PyTorch implementation for the paper Visual Representation Learning with Self-Supervised Attention for Low-Label High-Data Regime

Last update: Nov 08, 2022

Overview

Visual Representation Learning with Self-Supervised Attention for Low-Label High-Data Regime

Created by Prarthana Bhattacharyya.

Disclaimer: This is not an official product and is meant to be a proof-of-concept and for academic/educational use only.

This repository contains the PyTorch implementation for the paper Visual Representation Learning with Self-Supervised Attention for Low-Label High-Data Regime, to be presented at ICASSP-2022.

----------

WHAT TO WORK ON:
A. At which conference will the paper be presented, according to the repository page?
B. Reproduce the repository page from "Created by Prarthana" to "academic/educational use only.".
C. Which software library, person, and conference does the repository page name?

GIVEN INFORMATION:

----------

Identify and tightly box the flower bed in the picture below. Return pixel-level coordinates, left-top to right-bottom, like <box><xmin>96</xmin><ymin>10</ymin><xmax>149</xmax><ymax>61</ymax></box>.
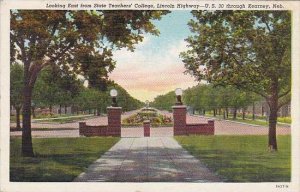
<box><xmin>122</xmin><ymin>110</ymin><xmax>173</xmax><ymax>127</ymax></box>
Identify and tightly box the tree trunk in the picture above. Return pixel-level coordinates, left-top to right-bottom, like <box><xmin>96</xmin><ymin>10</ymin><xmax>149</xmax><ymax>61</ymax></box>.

----------

ANSWERS TO EACH TASK:
A. ICASSP-2022

B.
Created by Prarthana Bhattacharyya.

Disclaimer: This is not an official product and is meant to be a proof-of-concept and for academic/educational use only.

C. PyTorch, Prarthana Bhattacharyya, ICASSP-2022